Problem details: What you produce should match the records below precisely, except that images are removed.

Source records:
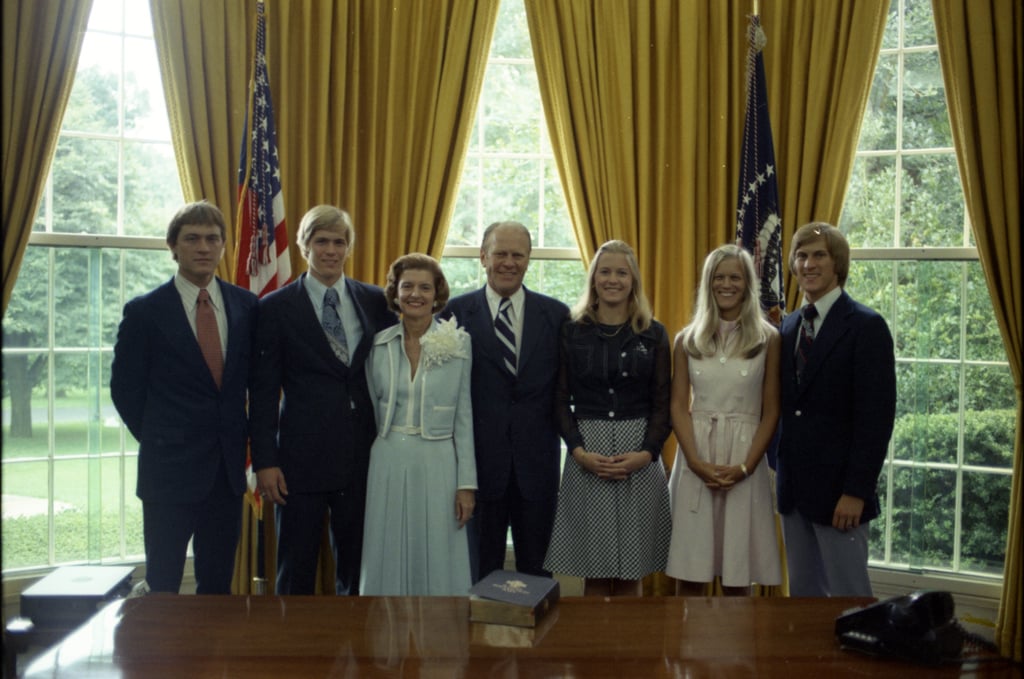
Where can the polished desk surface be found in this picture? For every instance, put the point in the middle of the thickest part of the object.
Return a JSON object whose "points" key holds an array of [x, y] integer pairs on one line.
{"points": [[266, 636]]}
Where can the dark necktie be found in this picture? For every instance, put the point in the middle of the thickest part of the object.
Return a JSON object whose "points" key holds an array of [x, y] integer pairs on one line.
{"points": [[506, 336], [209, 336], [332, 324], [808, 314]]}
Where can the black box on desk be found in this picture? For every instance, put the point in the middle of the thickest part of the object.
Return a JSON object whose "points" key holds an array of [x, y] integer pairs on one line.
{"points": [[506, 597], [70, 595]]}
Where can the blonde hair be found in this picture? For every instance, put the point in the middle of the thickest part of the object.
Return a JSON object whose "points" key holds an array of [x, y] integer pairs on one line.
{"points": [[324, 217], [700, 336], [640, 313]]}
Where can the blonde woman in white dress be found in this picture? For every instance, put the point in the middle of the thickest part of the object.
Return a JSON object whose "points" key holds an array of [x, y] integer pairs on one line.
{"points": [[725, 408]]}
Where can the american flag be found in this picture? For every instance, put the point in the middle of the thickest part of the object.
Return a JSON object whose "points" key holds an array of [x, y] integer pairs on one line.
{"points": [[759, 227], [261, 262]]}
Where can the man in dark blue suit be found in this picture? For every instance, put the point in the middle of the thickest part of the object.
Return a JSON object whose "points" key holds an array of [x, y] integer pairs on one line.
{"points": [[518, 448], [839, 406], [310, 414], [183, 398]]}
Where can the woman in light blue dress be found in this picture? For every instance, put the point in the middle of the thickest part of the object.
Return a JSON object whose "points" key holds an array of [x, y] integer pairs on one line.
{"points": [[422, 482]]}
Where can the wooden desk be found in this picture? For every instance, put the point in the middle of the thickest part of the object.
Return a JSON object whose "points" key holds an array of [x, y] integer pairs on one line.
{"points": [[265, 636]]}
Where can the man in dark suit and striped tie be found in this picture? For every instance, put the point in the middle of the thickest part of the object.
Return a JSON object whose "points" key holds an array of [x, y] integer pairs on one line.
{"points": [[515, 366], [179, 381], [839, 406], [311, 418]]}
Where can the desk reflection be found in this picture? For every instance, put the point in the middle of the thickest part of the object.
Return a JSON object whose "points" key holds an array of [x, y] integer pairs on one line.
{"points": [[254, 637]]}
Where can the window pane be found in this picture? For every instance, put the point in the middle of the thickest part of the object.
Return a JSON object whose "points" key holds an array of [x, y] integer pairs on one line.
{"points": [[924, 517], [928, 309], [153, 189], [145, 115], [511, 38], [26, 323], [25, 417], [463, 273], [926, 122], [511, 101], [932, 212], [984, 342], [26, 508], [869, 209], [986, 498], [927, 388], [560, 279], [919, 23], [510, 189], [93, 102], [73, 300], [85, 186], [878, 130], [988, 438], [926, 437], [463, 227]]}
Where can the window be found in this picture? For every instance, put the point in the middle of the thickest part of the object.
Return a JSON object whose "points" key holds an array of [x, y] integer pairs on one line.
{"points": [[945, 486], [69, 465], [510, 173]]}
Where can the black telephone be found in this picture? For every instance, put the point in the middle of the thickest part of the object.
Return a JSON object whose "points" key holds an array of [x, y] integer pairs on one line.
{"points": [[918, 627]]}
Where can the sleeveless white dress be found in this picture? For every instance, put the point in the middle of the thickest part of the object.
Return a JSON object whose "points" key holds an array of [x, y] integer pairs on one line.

Exercise result:
Where can the polished desk surface be found in this picture? For every instance, put the point in the middle of the thickest part of the object.
Return a JSON object whose "points" key holds an array of [x, y] integer pairs on one line.
{"points": [[266, 636]]}
Where can the dark necktie be found in this picture? For every instance, put the point in the middle of the thickest part of the object.
Return a JSON object whose "points" key holds an array of [x, y] integer pairs on one line.
{"points": [[506, 336], [209, 336], [332, 324], [808, 314]]}
Where can the black box on desk be found in this picture? For every instance, put the point in the middle of the thickest part of the object.
Return a JSON object whose "points" key holds an array of [x, y] integer pairs on one line.
{"points": [[506, 597], [70, 595]]}
Where can the blonde hair be found in this picture? For every instance, put the point in the middle of the thickest part of the object.
Return a JSON object whose "points" key holds an array of [x, y] integer pairs on one line.
{"points": [[324, 217], [700, 336], [640, 313]]}
Where can the blonde woman in white dress be found in this picture? For every instance, put the point in the middle of the thickest part of the object.
Return a JSON object whose "points" key holds an array of [x, y] integer pairs on one line.
{"points": [[725, 408]]}
Where can the american flag be found in this picture? For every instance, put the point in the middle of the thickest part of the object.
Return a JSON object whose "points" key holds an array of [x, y] integer pairs on one line.
{"points": [[759, 227], [261, 262]]}
Where can the man in dark blue suit be found in this picture? For every instance, put the point in the middle of the thickest part of the object.
Return a JSON object whose "points" key holds an array of [x, y] integer pairs on one line.
{"points": [[518, 448], [839, 406], [310, 414], [183, 398]]}
Where can the woman in light blue dress be found in this picture? For every instance, put the point in the middle of the thickest part of the object.
Return a JSON object whose "points" key holds an array of [x, y] integer pairs on one line.
{"points": [[422, 482]]}
Where can the wooden desk be found in this picture? For every instance, put the point in the middle of the thickest part of the object.
Return a JSON object whose "points" key holds an array of [x, y] integer pairs on one line.
{"points": [[265, 636]]}
Where can the man in dark suit and striped tie be found in this picture? For every instance, put the point in the middle of the thickest part of the object.
Return a JSON object whose "points" key holds an array of [x, y] integer pairs on one line.
{"points": [[515, 366], [179, 381], [839, 406], [311, 418]]}
Where can the desk reflection be found in this picture? For every instance, put the point in the middle of the thickest part of the object.
Return a JSON object whose "points" key holds an array of [x, y] integer pairs on one line.
{"points": [[254, 637]]}
Where can the window pane be found in this picture? For every instance, put the point in the middle of the thickest part of the object.
Return a JSON object whose "points" key holds an array of [x, y] integer pairs on one line.
{"points": [[924, 517], [928, 309], [153, 189], [145, 115], [511, 38], [26, 323], [25, 417], [463, 273], [926, 122], [511, 101], [932, 212], [984, 342], [26, 508], [869, 209], [986, 498], [927, 388], [560, 279], [919, 23], [510, 189], [93, 102], [73, 300], [85, 186], [878, 130], [988, 438], [926, 437], [463, 227]]}
Where can the window be found in this picture? For every instance, put the point in the middle of the thickest part of the object.
Return a JSON object whose "points" key holds an array of [x, y] integer pairs on one line.
{"points": [[945, 486], [69, 465], [510, 173]]}
Where can the black telephone be found in this picture? For every instance, put the point in the middle of the thickest part of the object.
Return a JSON object whose "points" key holds an array of [x, y] integer pairs on one line.
{"points": [[918, 627]]}
Where can the sleeveless white dress be found in this picture? For every instance, put the point in the middle of the thickest part of the object.
Return a JSON object whose "points" key holds an array of [x, y] integer pairs on one line.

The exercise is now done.